(List of tasks):
(1) In the article on health investment, copy the passage between "However a major" and "much more quickly.", inclusive, substituting "zip code lottery" for "postcode lottery".
(2) According to the article on health investment, how many beds will the new elective surgery unit at North Shore Hospital have?

Our health system needs investment not cuts

I’ve been spending weekends taking my caravan around the suburbs asking people what matters to them. Week after week people say their biggest priority is fixing our health system.

Over the last two years we have been exceptionally well-served here on the North Shore as Covid-19 and the vaccination campaign heaped extra stresses on the dedicated doctors, nurses and specialists we rely on. Our high vaccination rates have saved lives and, critically, reduced the number of people needing hospitalisation.

At the same time we’ve seen the North Shore finally getting some much needed new investment into our hospital and local services. A new $200 million, 120-bed, elective surgery unit and four new operating theatres are under construction at North Shore Hospital and over $7 million is also being spent expanding intensive and high dependency capacity and isolation rooms. Extra support has also gone into community-based mental health services including Shore Junction’s youth wellbeing support programme. That’s a good start after a decade of under-investment, but I’m ambitious for more.

Health has been a major priority in each of Grant Robertson’s well-being budgets – and it will be again this year. Total health funding in 2021 was up 45 per cent, or $7.6 billion more, compared to when National was in government. This investment is vitally needed – parties arguing for tax cuts need to level with our community about what health projects they would axe to pay for them.

However a major catch-up on health spending alone will not give us the health system we need. Put simply, we inherited a system rife with glaring health inequalities. Mental health services were completely inadequate to meet growing demands for them – demand which has only increased with Covid-19. And our own local hospital was no longer able to meet the needs of our growing community. We also need to end the postcode lottery which sees Aucklanders in other neighbourhoods able to access the care they need much more quickly.

(Collected data entries):
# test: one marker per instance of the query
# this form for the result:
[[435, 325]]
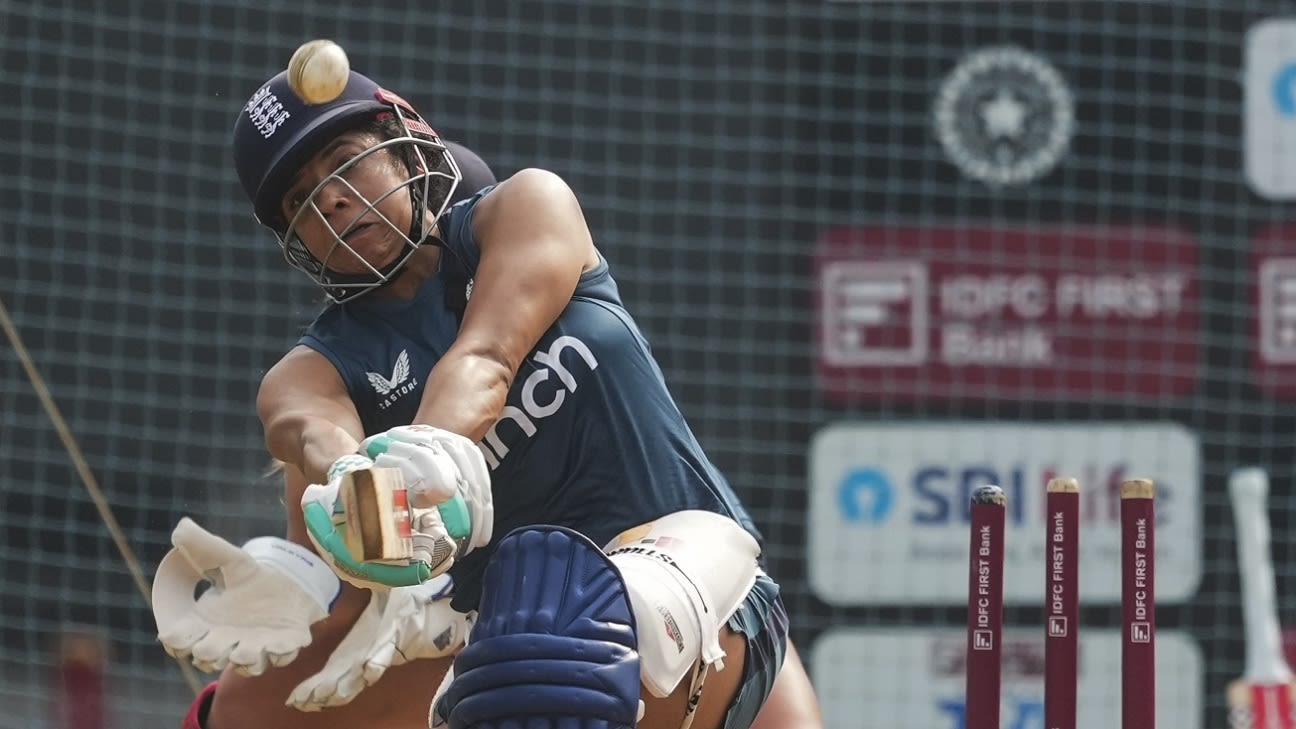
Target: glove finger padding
[[398, 625], [258, 609], [443, 470], [430, 474], [323, 524]]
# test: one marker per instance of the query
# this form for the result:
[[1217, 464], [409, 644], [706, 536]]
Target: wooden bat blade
[[379, 518]]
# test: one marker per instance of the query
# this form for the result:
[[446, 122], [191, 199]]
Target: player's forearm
[[310, 444], [465, 394]]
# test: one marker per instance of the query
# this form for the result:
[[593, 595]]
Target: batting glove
[[258, 609], [445, 470], [399, 625]]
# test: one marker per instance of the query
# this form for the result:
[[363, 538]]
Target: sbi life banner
[[914, 679], [889, 506]]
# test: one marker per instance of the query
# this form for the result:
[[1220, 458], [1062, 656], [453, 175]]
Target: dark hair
[[414, 157]]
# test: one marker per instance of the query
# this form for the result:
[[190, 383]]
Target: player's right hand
[[441, 470], [434, 546], [258, 609]]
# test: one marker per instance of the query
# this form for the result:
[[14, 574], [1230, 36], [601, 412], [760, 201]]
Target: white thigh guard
[[686, 575]]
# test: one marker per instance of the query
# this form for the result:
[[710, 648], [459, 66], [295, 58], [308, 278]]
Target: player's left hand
[[258, 609], [398, 625], [325, 522], [441, 470]]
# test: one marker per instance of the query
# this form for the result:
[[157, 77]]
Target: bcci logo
[[1005, 116]]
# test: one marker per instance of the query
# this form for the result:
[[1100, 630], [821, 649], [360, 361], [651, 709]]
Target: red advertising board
[[1273, 300], [967, 313]]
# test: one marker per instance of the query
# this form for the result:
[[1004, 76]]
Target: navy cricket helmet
[[276, 132]]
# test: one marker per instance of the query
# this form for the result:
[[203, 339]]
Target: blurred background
[[885, 252]]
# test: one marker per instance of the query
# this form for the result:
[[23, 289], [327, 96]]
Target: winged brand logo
[[398, 384]]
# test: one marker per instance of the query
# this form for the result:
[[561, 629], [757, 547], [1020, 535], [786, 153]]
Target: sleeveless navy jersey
[[589, 439]]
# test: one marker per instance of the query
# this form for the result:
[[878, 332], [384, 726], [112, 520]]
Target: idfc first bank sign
[[889, 519], [1049, 311]]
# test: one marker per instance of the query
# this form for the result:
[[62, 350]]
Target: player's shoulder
[[526, 190], [300, 367]]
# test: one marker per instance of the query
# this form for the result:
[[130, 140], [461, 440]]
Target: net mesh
[[713, 147]]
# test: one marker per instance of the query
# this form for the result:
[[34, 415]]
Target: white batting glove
[[434, 546], [445, 470], [259, 606], [398, 625]]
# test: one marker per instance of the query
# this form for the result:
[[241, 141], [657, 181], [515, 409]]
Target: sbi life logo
[[938, 494], [1283, 90], [866, 496]]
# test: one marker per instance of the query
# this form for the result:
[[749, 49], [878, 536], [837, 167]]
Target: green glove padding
[[324, 533]]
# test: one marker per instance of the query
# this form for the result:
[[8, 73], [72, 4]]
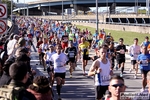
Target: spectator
[[116, 86], [18, 73], [40, 88], [5, 79]]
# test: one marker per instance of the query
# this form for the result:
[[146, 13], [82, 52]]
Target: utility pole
[[62, 10], [97, 15]]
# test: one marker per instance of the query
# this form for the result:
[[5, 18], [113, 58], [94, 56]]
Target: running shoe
[[70, 75], [130, 70], [121, 74], [135, 76], [142, 90]]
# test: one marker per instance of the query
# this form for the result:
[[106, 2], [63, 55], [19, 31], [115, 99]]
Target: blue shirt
[[96, 34], [144, 65], [75, 44], [146, 43]]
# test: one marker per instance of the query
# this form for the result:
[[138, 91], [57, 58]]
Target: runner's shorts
[[72, 60], [133, 62], [64, 45], [144, 72], [61, 75], [119, 61], [50, 70], [100, 91]]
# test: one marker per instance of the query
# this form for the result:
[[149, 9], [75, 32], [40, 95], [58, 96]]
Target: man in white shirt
[[59, 60], [134, 51], [11, 45], [101, 70]]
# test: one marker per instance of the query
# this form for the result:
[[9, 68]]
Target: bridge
[[43, 6]]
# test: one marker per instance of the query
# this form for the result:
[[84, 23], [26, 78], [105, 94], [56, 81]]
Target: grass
[[127, 36]]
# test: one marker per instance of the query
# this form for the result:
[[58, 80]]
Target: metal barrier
[[11, 26]]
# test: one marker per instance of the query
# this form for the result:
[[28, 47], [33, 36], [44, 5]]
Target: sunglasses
[[118, 85]]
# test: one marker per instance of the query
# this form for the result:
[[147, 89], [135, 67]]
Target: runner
[[146, 42], [101, 69], [83, 49], [120, 56], [43, 48], [50, 67], [144, 62], [134, 51], [64, 41], [59, 60], [116, 86], [90, 38], [71, 51], [112, 53]]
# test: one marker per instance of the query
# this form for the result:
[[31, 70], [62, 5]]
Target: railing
[[11, 25]]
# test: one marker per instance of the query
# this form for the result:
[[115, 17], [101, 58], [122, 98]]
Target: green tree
[[8, 2]]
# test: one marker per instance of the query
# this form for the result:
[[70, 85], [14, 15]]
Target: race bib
[[71, 55], [144, 63], [105, 78], [122, 51], [59, 63]]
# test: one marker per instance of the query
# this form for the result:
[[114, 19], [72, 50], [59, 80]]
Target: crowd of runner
[[63, 44]]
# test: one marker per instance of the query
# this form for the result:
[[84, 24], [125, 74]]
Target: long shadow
[[82, 92]]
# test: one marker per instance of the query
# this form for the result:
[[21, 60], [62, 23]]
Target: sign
[[3, 26], [3, 11]]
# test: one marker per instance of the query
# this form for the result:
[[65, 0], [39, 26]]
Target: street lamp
[[62, 10], [11, 9], [97, 15], [49, 8], [147, 6]]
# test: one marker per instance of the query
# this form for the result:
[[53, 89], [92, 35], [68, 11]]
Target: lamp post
[[49, 7], [62, 10], [147, 6], [11, 9], [97, 15]]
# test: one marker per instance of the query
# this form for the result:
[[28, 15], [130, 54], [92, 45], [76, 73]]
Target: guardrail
[[11, 25], [127, 24]]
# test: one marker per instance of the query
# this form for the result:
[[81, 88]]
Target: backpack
[[8, 92]]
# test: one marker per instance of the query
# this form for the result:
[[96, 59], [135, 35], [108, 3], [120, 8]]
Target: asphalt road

(Solutions in order):
(1)
However a major catch-up on health spending alone will not give us the health system we need. Put simply, we inherited a system rife with glaring health inequalities. Mental health services were completely inadequate to meet growing demands for them – demand which has only increased with Covid-19. And our own local hospital was no longer able to meet the needs of our growing community. We also need to end the zip code lottery which sees Aucklanders in other neighbourhoods able to access the care they need much more quickly.

(2) 120 beds